Given text:
╔══
Depreciation and amortisation
increased by 10% to ZAR613m
(FY19: ZAR556m) mainly due to
increased spend on hospital
infrastructure upgrades and medical
equipment. Operating profit
decreased by 2% to ZAR2 775m
(FY19: ZAR2 829m).
Net finance costs decreased by 7% to
ZAR478m (FY19: ZAR513m) due to
increased capitalisation of the cost of
qualifying assets as well as interest
received on cash balances.
Mediclinic Southern Africa
contributed £73m to the Group’s
adjusted earnings (representing
40%), compared with £72m
(representing 36%) in the prior
reporting period.
The division converted 104% (FY19:
96%) of adjusted IFRS 16 EBITDA into
cash generated from operations,
mainly due to improved collections.
INVESTING TO SUPPORT
CONTINUED LONG-TERM
GROWTH
In FY20, Mediclinic Southern Africa
invested ZAR582m (up 15% on FY19)
in expansion capital projects and new
equipment and ZAR730m (up 9%
on FY19) in maintenance and the
replacement of existing equipment
and upgrade projects. These
investments comprised existing
hospital expansions completed at
Mediclinic Vergelegen, Mediclinic
George and the Wits Donald Gordon
Medical Centre, in addition to the
re-location of Mediclinic Stellenbosch
and opening of a co-located new day
case clinic. In conjunction with the
opening of Mediclinic Stellenbosch,
Mediclinic Winelands Orthopaedic
Hospital opened in August 2019. The
hospital is situated at the previous
Mediclinic Stellenbosch site and will
focus on delivering specialist medical
care in the disciplines of orthopaedic
surgery and rheumatology. The
hospital has entered into a partnership
with the Institute of Orthopaedics and
Rheumatology to deliver exceptional
outcomes to the Winelands and
greater Cape Town community. Two
additional day case clinics, Mediclinic
Nelspruit and Mediclinic Cape Gate,
were also developed with the latter
completed in April 2020.
╚══
Excerpted data:
╔══
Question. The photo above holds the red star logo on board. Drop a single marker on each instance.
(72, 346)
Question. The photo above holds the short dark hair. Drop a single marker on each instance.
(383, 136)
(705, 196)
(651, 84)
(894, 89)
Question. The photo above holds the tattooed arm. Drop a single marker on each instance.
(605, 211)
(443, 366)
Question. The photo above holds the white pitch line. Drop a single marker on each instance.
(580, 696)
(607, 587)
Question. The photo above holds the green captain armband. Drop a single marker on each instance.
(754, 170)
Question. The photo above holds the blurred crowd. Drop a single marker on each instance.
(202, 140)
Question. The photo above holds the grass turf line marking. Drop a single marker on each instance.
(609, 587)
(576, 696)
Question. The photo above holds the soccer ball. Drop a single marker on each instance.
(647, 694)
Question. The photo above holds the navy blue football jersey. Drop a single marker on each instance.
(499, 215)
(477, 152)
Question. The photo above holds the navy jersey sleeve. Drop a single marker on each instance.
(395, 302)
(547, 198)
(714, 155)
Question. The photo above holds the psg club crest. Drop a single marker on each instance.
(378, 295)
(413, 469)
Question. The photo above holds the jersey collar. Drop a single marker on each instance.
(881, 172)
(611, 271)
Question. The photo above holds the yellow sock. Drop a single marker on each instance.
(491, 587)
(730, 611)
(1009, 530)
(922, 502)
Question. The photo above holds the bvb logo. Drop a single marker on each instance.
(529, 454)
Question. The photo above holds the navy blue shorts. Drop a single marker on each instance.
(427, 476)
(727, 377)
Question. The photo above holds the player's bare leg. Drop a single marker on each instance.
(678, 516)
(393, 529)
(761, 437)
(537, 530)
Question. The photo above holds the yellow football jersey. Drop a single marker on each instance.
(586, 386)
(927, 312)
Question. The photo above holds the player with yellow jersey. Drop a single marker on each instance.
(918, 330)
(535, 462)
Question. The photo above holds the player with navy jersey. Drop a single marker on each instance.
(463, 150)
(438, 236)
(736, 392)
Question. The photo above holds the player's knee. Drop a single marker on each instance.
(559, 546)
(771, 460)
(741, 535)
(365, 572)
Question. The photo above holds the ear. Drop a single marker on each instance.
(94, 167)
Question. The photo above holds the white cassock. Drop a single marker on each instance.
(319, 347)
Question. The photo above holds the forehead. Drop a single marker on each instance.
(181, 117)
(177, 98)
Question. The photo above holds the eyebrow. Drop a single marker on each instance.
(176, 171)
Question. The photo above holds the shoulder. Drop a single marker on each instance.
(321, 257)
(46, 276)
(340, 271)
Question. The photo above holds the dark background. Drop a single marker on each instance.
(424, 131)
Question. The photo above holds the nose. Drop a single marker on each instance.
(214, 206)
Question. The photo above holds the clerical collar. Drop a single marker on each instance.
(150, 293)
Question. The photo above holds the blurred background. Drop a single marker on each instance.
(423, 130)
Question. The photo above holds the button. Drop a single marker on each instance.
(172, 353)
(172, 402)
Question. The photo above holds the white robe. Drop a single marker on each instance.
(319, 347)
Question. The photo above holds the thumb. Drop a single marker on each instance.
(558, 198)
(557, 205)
╚══
Answer these questions from the Mediclinic Southern Africa review:
(a) By what percentage did net finance costs decrease?
(b) What percentage of adjusted IFRS 16 EBITDA did the division convert into cash generated from operations in FY20?
(c) In which month and year did Mediclinic Winelands Orthopaedic Hospital open?
The listing has no connection to the Mediclinic Southern Africa review.

Task result:
(a) 7%
(b) 104%
(c) August 2019